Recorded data
§
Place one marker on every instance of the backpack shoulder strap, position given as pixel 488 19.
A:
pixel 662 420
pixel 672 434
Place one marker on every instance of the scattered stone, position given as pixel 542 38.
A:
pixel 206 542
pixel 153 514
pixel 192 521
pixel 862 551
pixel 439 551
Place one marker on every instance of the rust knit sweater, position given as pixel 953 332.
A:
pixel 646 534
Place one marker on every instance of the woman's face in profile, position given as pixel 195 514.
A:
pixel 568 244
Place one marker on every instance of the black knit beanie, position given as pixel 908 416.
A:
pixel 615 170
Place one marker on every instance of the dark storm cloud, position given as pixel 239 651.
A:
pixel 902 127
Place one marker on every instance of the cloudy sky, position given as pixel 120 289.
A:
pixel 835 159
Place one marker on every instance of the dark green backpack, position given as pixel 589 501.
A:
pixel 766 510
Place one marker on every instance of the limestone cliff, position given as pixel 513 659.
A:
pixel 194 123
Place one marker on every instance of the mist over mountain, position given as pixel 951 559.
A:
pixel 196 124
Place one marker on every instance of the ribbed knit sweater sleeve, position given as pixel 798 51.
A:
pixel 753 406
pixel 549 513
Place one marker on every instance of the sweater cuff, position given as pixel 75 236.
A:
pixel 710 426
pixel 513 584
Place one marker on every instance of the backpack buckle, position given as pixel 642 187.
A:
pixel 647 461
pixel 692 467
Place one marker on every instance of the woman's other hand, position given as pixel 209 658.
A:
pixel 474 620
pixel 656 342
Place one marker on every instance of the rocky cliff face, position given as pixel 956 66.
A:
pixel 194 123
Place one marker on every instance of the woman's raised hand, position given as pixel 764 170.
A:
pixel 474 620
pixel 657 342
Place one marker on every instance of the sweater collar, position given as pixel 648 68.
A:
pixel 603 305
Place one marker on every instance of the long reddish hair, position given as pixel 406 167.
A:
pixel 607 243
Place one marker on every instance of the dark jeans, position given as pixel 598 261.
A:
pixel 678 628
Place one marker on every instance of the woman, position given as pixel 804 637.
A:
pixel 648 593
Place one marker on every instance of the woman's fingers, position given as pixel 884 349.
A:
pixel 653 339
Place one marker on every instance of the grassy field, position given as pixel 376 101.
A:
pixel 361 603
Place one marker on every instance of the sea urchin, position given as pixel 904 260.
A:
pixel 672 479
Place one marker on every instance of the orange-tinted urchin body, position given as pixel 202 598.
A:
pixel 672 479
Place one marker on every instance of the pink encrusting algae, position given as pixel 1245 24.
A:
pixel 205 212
§
Work instructions. Reproduce every line of the records above without changing a single character.

Answer.
Place one marker on every instance of the backpack shoulder strap, position given as pixel 488 19.
A:
pixel 662 420
pixel 672 434
Place one marker on every instance of the scattered stone, position given as pixel 542 38.
A:
pixel 206 542
pixel 153 514
pixel 192 521
pixel 862 551
pixel 439 551
Place one marker on every instance of the rust knit sweater, position given as pixel 953 332.
A:
pixel 646 534
Place one marker on every instance of the woman's face in profile, position given as pixel 195 514.
A:
pixel 568 244
Place one marker on every instance of the black knit beanie, position given as pixel 908 416.
A:
pixel 615 170
Place one marker on every instance of the dark storm cloud, position given as pixel 239 651.
A:
pixel 902 127
Place one marker on every instance of the cloudy sky, position given as pixel 120 289.
A:
pixel 835 159
Place one marker on every instance of the dark green backpack, position given as pixel 589 501.
A:
pixel 766 510
Place one marker on every instance of the limestone cliff, position given as pixel 513 659.
A:
pixel 194 123
Place one marker on every instance of the mist over mountain, position given as pixel 951 559.
A:
pixel 196 124
Place one marker on every instance of the ribbed knit sweater sleeve, position given as pixel 798 51.
A:
pixel 753 406
pixel 549 513
Place one marker on every instance of the sweater cuff, position given as pixel 75 236.
A:
pixel 710 426
pixel 513 584
Place one marker on every instance of the backpack buckle, position given as pixel 642 187.
A:
pixel 647 461
pixel 692 467
Place one marker on every instance of the woman's other hand, position given as pixel 209 658.
A:
pixel 474 620
pixel 656 342
Place one marker on every instance of the rocky cliff face, position given as pixel 956 66.
A:
pixel 194 123
Place one marker on every instance of the woman's raised hand, position given as pixel 764 170.
A:
pixel 474 620
pixel 657 342
Place one marker on every instance of the sweater collar, position given as pixel 648 68.
A:
pixel 603 305
Place one marker on every instance of the long reddish hair, position given as pixel 406 167.
A:
pixel 607 243
Place one marker on every instance of the dark jeans, position given as pixel 598 261.
A:
pixel 678 628
Place one marker on every instance of the woman, position given as pixel 804 637.
A:
pixel 648 593
Place one marker on every instance of the woman's fingers, position given as pixel 884 349.
A:
pixel 653 339
Place one marker on every instance of the grassy field, position given as pixel 376 101.
A:
pixel 361 603
Place one marker on every instance of the sea urchin, position given as pixel 904 260.
A:
pixel 672 479
Place one marker on every instance of the orange-tinted urchin body, position given as pixel 202 598.
A:
pixel 672 479
Place one marker on every instance of the pink encrusting algae, position given as pixel 1245 24.
A:
pixel 205 212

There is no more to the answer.